++++ Provided material ++++
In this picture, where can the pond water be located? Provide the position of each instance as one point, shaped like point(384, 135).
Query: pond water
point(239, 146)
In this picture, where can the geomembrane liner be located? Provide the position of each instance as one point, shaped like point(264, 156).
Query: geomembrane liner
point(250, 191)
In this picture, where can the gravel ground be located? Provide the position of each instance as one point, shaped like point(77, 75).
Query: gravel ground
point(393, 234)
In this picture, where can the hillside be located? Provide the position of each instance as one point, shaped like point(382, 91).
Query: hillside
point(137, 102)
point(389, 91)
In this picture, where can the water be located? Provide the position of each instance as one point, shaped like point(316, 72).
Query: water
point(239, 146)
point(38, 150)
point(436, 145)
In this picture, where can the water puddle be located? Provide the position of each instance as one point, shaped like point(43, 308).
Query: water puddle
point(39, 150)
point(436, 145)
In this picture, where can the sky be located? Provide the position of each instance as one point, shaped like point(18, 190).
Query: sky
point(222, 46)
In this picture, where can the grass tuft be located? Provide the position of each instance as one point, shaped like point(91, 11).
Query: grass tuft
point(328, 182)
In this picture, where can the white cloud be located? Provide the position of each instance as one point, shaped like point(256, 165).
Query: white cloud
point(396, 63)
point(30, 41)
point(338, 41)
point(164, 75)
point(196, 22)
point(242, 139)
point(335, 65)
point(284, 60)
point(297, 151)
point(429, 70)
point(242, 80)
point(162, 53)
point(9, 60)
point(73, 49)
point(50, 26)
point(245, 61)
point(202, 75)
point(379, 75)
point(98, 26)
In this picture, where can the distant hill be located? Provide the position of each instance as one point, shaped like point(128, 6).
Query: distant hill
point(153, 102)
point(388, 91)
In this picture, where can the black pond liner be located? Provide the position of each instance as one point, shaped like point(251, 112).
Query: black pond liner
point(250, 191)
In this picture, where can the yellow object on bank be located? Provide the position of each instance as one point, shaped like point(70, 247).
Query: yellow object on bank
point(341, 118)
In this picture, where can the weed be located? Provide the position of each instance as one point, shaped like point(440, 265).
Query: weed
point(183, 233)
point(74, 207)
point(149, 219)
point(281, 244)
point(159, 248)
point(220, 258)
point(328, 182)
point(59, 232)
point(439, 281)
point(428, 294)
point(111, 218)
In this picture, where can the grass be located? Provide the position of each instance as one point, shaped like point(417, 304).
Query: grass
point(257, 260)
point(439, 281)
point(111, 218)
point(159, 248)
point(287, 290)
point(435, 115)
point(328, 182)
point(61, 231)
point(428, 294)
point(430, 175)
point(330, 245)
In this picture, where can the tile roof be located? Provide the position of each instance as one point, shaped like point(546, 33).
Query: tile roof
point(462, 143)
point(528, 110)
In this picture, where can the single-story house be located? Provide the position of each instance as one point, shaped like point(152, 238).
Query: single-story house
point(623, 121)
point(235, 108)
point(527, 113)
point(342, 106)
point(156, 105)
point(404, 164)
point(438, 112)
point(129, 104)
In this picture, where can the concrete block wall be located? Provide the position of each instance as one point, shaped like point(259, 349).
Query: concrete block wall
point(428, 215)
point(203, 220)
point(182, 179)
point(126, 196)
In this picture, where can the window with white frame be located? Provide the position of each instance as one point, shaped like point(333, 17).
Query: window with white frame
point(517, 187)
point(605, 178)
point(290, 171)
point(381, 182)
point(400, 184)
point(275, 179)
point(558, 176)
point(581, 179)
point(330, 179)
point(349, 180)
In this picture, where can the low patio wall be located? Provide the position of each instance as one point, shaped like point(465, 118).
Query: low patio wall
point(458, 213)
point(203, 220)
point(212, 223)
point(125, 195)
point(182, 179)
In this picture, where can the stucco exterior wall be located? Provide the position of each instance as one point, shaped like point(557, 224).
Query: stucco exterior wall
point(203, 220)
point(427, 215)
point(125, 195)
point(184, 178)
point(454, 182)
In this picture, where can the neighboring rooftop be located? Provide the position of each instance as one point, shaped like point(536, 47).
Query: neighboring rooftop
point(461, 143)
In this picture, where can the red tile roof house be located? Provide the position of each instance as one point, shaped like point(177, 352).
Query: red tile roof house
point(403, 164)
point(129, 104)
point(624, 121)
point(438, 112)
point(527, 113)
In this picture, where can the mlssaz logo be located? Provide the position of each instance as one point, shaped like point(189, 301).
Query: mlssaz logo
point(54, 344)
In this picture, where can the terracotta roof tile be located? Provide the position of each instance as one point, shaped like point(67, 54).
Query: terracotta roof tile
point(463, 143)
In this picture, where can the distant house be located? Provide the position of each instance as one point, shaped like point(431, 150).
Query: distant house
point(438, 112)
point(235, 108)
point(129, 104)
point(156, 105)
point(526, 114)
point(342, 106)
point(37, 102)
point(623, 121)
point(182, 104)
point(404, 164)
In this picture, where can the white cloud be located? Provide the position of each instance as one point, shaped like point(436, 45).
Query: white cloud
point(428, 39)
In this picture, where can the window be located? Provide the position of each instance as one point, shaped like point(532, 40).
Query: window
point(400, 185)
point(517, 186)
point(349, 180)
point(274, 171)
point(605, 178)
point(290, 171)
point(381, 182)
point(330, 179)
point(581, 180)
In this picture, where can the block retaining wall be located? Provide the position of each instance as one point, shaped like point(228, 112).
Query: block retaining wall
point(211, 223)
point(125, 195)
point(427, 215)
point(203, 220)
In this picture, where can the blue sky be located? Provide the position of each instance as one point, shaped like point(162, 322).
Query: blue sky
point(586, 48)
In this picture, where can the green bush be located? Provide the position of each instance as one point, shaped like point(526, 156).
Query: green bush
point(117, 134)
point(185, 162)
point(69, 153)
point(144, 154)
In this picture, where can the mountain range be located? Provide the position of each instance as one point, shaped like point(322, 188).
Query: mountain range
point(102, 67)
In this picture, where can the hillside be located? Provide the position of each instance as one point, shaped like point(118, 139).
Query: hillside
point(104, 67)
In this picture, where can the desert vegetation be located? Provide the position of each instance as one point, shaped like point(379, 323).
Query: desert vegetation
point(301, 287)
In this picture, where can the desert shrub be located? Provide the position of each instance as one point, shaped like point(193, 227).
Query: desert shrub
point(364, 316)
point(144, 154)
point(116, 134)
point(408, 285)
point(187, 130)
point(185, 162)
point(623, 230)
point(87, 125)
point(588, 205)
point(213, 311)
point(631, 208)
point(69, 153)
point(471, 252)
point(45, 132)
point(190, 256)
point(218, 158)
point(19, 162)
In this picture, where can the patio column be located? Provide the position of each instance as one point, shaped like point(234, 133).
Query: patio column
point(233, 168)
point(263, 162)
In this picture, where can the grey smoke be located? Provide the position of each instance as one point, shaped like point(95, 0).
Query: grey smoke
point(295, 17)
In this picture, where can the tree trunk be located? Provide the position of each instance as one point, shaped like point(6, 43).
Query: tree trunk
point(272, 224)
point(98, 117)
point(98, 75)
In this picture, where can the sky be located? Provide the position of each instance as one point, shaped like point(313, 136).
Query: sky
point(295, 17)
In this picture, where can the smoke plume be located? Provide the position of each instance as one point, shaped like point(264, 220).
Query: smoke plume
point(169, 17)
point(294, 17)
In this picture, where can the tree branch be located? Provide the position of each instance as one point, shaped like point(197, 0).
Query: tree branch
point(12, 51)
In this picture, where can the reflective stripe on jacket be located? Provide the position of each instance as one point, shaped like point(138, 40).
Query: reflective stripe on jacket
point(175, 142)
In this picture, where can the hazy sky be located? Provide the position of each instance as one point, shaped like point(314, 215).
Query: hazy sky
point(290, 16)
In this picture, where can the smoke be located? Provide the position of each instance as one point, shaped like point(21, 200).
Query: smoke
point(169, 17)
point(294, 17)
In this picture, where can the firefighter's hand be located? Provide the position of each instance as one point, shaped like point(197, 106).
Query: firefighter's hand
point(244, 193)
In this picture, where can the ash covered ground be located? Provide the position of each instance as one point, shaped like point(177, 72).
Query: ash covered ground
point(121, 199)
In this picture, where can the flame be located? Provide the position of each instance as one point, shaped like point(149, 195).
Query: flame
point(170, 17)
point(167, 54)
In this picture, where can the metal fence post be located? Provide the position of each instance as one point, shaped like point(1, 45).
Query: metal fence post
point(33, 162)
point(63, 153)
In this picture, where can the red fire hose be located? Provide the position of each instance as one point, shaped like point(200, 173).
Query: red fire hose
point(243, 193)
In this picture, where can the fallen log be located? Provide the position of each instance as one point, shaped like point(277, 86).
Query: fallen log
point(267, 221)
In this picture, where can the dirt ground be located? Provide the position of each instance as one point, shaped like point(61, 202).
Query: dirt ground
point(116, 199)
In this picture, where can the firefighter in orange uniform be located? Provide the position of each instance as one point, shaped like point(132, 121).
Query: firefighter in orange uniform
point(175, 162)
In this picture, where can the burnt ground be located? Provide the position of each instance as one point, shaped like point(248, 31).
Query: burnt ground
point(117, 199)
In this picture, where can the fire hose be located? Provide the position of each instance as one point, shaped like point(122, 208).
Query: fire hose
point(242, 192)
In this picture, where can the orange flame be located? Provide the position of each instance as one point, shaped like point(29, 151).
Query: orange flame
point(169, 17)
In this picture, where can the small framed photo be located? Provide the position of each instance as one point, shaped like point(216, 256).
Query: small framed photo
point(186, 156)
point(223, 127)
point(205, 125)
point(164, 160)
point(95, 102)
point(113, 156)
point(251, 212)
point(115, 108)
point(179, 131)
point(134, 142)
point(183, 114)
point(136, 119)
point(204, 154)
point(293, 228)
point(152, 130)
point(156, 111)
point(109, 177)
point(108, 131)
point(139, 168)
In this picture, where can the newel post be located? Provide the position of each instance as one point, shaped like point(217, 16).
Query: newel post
++++
• _Task statement_
Looking at the data above, write out exactly the lines that start at the one containing "Query: weed" and end at the one containing "In this picture, where can the tile"; include both and nothing beyond.

• _Answer to this problem_
Query: weed
point(183, 233)
point(74, 207)
point(149, 219)
point(281, 244)
point(159, 248)
point(220, 258)
point(328, 182)
point(59, 232)
point(439, 281)
point(428, 294)
point(111, 218)
In this picture, where can the grass be located? Provide the position of each instance as one point, shaped like point(417, 304).
Query: grass
point(257, 260)
point(439, 281)
point(111, 218)
point(159, 248)
point(287, 290)
point(435, 115)
point(328, 182)
point(61, 231)
point(428, 294)
point(430, 175)
point(330, 245)
In this picture, where can the tile roof be located? Provide the position of each instance as one point, shaped like point(546, 33).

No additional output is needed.